==== Texto proporcionado ====

Al leerlo he recordado los viejos molinos que vi hace pocos años en los Arribes del Duero, hay muchos y abandonados también algunos. Es una pena, porque cuántas historias podrían contar esos molinos y cuánta belleza encierran.

Froilán De Lózar dijo...

A mi me traen bonitos recuerdos los molinos de San Felices de Castillería y de San Juan de Redondo, el primero recuperado por el que fuera alcalde de Verdeña y el de San Juan de Redondo, con mucha historia detrás, del que hablaba Gonzalo alcalde Crespo. Recuerdos que me vienen al hilo de tu historia. Un abrazo.

Alfonso Santamaría dijo...

==== Datos almacenados ====

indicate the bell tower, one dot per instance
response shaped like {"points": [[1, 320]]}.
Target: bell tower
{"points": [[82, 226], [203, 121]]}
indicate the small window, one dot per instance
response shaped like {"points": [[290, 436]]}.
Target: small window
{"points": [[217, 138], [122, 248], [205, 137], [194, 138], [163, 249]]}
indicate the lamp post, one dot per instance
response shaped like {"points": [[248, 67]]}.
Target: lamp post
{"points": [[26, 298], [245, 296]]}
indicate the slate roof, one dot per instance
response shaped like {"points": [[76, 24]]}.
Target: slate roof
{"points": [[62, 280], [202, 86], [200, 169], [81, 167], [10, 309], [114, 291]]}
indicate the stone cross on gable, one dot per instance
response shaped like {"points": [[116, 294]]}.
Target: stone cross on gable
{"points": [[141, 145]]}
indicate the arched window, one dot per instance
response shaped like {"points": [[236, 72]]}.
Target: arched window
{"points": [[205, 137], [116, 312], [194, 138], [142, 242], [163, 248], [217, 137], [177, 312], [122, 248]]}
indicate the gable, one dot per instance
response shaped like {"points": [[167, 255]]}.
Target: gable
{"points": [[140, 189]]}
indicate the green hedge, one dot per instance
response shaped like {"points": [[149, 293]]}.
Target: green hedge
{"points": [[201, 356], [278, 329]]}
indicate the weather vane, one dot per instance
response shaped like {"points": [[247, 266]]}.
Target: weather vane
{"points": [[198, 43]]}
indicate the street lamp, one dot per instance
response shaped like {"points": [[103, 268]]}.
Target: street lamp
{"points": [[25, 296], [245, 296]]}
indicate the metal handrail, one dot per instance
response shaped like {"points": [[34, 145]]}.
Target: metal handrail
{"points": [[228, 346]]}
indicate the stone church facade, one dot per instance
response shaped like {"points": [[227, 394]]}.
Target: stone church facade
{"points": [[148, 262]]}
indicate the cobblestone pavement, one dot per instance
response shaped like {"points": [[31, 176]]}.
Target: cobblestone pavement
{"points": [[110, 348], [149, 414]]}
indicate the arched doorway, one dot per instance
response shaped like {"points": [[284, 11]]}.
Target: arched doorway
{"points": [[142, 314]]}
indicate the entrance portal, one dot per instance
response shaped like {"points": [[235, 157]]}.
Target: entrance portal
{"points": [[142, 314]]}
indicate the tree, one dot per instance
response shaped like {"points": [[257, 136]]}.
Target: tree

====

_Tarea breve 1_. Según el texto sobre los molinos, ¿por qué considera una pena el primer comentario que haya molinos abandonados en los Arribes del Duero? Responda en una a tres oraciones.
_Tarea breve 2_. Escriba la continuación del texto sobre los molinos a partir de su última línea.
Los registros no hacen falta para resolver lo que se pide.

_Respuesta 1_. Lo considera una pena por las muchas historias que podrían contar esos molinos. También lo lamenta por la belleza que encierran.

_Respuesta 2_.
En los muchos pueblos en los que he vivido ninguno tenía molino por lo tanto no he podido gozar de esos placeres que cuentas. Hace una semana visitaba con Froilán y Onecha el Molino de Torquemada, cercano al puente de 25 ojos sobre el río Pisuerga, un río crecido que nos hizo disfrutar del paso de las aguas por el molino. Nunca los maestros nos llevaron al río, si que cogí pajarillos, algunos pollos de codorniz y perdiz, lagartijas y alguna culebra y sentíamos el placer de bañarnos coritos en el río.

J. Javier Terán dijo...

Me alegra que mi relato sobre los molinos os haya traído esos recuerdos tan gratos que relatáis en los comentarios. Desde luego que, su ubicación en los cursos de los ríos o en algún pequeño brazo lateral, de donde sacaban la fuerza motriz para su funcionamiento, les hacían lucir como construcción en un marco paisajístico incomparable. Y como muestra, esta imagen de J.L. Estalayo del molino de Salinas de Pisuerga que Froilán ha puesto para ilustrar mis palabras. Agradecido por vuestros comentarios. Saludos.